▸ **TEXT SHOWN**
■ ■ ■ ■ ■

This is the output of the program above running against an EPCQ16:

ID = 20ba15
Before doing anything:
78 56 34 12 ff ff ff ff ff ff ff ff ff ff ff ff

After erasing
ff ff ff ff ff ff ff ff ff ff ff ff ff ff ff ff

After writing
78 56 34 12 ff ff ff ff ff ff ff ff ff ff ff ff

The data in the “Before doing anything” part can be anything that was left in the flash when the program ran. In the case above, it’s the results of the previous run of the same program.

As a side note, all EPCQ flashes also support erasing subsectors, each of 4 kiB size (hence 16 subsectors per sectors). Altera’s low-level drivers don’t support subsector erase, but it’s quite easy to expand the code to do so.

Programming the flash with a SOF file

As promised, here’s the outline of how to program the EPCQ flash with a bitstream configuration file. Not as fancy as the topic above, but nevertheless useful. The flash needs to be connected as follows:

  • Flash pin DATA0 to FPGA pin ASDO
  • Flash pin DCLK to FPGA pin DCLK
  • Flash pin nCS to FPGA pin NCSO
  • Flash pin DATA1 to FPGA pin DATA0 (once again, this is not a mistake. DATA1 to DATA0 indeed)

First thing first: Generate a JIC file. Command-line style, e.g.:

quartus_cpf -c -d EPCQ16 -s EP4CE15 projname.sof projname.jic

In the example above, the EPCQ16 argument is the flash device, and the EP4CE15 is the FPGA that will be used to program the flash, which is most likely the same FPGA the SOF targets.

Or do it with GUI:

  • In Quartus, pick File > Convert Programming File…
  • Choose jic output file format, and set the output file name.
  • Set the configuration device to e.g. EPCQ16, Active Serial (not x4).

■ ■ ■ ■ ■

▸ **RECORD EXTRACTS**
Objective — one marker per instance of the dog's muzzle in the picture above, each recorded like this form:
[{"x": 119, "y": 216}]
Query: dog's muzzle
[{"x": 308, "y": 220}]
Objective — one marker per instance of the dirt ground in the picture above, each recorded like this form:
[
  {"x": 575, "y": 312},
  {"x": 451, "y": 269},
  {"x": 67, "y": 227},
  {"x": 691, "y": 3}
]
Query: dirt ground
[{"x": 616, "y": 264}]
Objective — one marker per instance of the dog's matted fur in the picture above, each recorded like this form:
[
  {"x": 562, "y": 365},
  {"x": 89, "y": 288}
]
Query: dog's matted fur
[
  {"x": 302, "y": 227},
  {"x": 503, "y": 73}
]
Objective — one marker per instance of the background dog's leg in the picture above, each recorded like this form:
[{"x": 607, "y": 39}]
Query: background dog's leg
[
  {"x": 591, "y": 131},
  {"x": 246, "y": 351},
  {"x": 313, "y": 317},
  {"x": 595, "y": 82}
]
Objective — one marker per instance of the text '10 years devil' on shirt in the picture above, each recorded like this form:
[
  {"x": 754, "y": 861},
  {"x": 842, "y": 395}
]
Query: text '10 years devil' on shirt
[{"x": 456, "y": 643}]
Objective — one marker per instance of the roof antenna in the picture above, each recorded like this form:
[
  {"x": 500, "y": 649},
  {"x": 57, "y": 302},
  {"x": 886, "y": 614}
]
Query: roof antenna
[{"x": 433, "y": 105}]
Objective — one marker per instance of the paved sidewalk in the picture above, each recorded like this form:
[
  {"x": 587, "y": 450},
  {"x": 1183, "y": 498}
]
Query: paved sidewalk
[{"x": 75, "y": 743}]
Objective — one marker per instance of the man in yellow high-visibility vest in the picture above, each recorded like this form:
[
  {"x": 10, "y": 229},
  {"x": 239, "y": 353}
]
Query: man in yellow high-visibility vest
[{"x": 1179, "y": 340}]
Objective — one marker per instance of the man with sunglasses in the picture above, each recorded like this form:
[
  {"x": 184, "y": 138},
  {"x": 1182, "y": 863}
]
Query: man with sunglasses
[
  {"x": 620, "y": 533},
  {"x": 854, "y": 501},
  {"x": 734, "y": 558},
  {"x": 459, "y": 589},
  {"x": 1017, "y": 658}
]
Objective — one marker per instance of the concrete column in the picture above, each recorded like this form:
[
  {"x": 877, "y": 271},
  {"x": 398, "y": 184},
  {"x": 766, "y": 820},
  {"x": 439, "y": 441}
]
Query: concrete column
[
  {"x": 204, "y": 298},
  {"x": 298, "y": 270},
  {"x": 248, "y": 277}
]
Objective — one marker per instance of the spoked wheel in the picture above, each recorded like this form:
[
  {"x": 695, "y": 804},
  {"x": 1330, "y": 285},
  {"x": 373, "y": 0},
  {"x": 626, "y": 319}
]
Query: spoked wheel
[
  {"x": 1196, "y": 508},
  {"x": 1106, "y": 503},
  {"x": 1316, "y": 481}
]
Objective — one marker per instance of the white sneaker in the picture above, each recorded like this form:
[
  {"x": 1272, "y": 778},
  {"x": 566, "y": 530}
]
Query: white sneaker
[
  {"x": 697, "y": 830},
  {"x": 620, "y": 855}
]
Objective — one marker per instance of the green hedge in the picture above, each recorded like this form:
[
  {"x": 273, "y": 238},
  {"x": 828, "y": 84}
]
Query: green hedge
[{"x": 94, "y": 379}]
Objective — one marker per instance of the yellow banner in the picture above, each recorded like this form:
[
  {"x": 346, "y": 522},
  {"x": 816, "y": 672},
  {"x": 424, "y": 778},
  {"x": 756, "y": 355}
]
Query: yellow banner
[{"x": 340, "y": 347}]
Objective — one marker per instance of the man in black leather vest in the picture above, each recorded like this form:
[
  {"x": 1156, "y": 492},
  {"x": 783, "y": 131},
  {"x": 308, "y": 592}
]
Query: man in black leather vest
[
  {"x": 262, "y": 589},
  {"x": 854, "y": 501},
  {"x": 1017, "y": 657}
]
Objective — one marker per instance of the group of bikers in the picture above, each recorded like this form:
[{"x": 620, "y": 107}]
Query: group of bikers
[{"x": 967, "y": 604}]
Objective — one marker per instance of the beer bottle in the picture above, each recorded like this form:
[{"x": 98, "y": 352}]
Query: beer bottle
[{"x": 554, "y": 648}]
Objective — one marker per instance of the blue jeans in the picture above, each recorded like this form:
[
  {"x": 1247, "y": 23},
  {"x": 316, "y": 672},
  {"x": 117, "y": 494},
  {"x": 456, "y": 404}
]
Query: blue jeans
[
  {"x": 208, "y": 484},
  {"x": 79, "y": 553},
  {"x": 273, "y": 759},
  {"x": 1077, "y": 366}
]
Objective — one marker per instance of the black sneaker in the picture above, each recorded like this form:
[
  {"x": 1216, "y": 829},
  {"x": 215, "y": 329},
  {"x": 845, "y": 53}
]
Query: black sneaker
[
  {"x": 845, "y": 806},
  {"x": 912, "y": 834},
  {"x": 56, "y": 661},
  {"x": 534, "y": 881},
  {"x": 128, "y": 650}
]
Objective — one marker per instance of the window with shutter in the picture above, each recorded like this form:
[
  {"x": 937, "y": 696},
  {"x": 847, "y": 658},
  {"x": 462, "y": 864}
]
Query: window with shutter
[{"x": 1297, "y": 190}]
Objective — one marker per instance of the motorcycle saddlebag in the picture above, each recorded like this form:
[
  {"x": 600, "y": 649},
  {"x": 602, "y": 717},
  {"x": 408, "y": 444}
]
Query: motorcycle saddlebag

■ ■ ■ ■ ■

▸ **WHAT TO DO**
a) Summarize the text on EPCQ flash in two sentences.
b) Retype part of the text on EPCQ flash, starting at "First thing first: Generate" and ending at "Serial (not x4).".

▸ **ANSWERS GIVEN**
a) The text shows the output of a program run against an EPCQ16 flash: leftover data from an earlier run before anything is done, all ff bytes after erasing, and the bytes 78 56 34 12 again after writing. It then outlines how to program the EPCQ flash with a bitstream configuration file, listing the pin connections between flash and FPGA and explaining how to generate a JIC file with quartus_cpf or the Quartus GUI.

b)
First thing first: Generate a JIC file. Command-line style, e.g.:

quartus_cpf -c -d EPCQ16 -s EP4CE15 projname.sof projname.jic

In the example above, the EPCQ16 argument is the flash device, and the EP4CE15 is the FPGA that will be used to program the flash, which is most likely the same FPGA the SOF targets.

Or do it with GUI:

  • In Quartus, pick File > Convert Programming File…
  • Choose jic output file format, and set the output file name.
  • Set the configuration device to e.g. EPCQ16, Active Serial (not x4).